CONSIGNE >> Dans l'article sur l'indépendance judiciaire au Gabon, recopiez tout ce qui va de « La Cour de cassation » jusqu'à « est ouvertement questionnée. », en changeant « bras de fer » en « duel ».

Des questions sur l’indépendance judiciaire

Le parti évoque également les mécanismes d’abstention et de récusation prévus par les articles 328 du Code de procédure civile et 526 du Code de procédure pénale gabonais, laissant entendre qu’il pourrait exister des conflits d’intérêts non déclarés dans cette affaire. Cette montée au créneau de l’UDIS, par sa précision technique et sa maîtrise des textes, annonce vraisemblablement une escalade judiciaire. Le parti politique, qui dénonce également la situation des 6500 salariés des entreprises de HPO , ne semble pas disposé à lâcher prise. Sa référence finale à Martin Luther King  « refuse de croire que la banque de la justice a fait faillite » sonne comme un ultimatum déguisé.

 Vers un bras de fer judiciaire ?

La Cour de cassation gabonaise qui a été saisi dans cette affaire par les conseils locaux du capitaine d’industrie, est contrainte de se prononcer sur des questions de procédure que l’UDIS a méticuleusement documentées. Une perspective qui pourrait transformer ce qui ressemble aujourd’hui à un imbroglio procédural en véritable test pour l’indépendance de la justice gabonaise.

Dans ce bras de fer qui s’annonce, l’UDIS a indéniablement marqué des points en démontrant une maîtrise juridique qui contraste avec l’image parfois approximative de la classe politique gabonaise. Reste à savoir si cette expertise suffira à faire plier une justice dont l’indépendance est ouvertement questionnée.

EXTRAITS DES LIGNES >>
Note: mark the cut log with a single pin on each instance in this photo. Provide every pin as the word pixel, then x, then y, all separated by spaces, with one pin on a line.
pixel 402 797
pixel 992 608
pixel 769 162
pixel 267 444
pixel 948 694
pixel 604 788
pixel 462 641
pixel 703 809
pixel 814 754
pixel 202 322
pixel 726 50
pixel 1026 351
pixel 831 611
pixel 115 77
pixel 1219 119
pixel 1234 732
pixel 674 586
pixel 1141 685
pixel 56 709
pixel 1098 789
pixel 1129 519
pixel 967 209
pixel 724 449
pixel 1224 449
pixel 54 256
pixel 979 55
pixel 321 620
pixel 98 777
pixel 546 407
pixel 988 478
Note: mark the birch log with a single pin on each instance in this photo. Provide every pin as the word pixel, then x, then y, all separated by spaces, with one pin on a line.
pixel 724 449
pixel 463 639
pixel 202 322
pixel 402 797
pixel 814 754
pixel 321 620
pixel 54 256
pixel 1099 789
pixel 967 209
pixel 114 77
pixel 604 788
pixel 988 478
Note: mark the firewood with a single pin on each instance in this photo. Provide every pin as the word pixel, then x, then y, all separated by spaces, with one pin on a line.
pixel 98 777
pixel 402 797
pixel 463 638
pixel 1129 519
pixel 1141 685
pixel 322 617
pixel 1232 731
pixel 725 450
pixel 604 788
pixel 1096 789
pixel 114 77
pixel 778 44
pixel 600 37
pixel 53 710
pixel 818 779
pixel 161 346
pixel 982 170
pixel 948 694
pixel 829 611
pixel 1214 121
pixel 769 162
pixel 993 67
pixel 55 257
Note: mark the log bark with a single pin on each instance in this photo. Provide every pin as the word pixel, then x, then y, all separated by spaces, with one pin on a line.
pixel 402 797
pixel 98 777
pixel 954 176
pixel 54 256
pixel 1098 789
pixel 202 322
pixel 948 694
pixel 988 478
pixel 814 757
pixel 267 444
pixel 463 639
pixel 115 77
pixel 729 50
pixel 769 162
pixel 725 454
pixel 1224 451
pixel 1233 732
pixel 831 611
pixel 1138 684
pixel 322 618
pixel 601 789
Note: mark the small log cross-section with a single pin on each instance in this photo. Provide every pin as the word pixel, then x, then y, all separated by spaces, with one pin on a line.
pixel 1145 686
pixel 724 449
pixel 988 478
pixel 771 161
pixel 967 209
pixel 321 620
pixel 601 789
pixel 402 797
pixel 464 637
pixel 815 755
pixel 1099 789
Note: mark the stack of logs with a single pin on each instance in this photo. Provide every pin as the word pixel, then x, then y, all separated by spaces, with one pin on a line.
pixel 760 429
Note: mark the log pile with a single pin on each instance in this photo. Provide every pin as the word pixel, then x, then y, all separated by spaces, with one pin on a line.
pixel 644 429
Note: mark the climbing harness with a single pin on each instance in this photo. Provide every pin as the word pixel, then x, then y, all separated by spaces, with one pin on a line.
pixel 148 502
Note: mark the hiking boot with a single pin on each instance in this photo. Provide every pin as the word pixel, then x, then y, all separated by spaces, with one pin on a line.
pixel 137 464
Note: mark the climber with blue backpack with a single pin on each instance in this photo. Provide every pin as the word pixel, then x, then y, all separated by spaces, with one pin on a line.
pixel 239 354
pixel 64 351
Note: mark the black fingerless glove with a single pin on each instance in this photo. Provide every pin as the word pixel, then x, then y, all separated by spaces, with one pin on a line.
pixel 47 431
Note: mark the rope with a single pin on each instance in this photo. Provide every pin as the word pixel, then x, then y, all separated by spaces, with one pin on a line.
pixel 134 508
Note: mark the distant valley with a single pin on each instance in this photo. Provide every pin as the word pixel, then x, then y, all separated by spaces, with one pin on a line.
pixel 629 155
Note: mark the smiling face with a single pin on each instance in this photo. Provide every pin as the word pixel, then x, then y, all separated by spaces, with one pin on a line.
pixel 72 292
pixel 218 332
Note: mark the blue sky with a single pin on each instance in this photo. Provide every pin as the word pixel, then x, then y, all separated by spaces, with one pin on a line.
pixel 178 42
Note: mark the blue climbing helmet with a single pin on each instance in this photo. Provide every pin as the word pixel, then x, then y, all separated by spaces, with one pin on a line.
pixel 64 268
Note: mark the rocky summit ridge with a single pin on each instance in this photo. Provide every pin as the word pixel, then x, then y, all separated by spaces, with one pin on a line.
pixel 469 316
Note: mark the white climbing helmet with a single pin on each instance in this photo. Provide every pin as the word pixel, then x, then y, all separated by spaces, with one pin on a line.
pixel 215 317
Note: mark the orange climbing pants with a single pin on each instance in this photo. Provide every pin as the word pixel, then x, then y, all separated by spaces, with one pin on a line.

CORRIGÉ >>
La Cour de cassation gabonaise qui a été saisi dans cette affaire par les conseils locaux du capitaine d’industrie, est contrainte de se prononcer sur des questions de procédure que l’UDIS a méticuleusement documentées. Une perspective qui pourrait transformer ce qui ressemble aujourd’hui à un imbroglio procédural en véritable test pour l’indépendance de la justice gabonaise.

Dans ce duel qui s’annonce, l’UDIS a indéniablement marqué des points en démontrant une maîtrise juridique qui contraste avec l’image parfois approximative de la classe politique gabonaise. Reste à savoir si cette expertise suffira à faire plier une justice dont l’indépendance est ouvertement questionnée.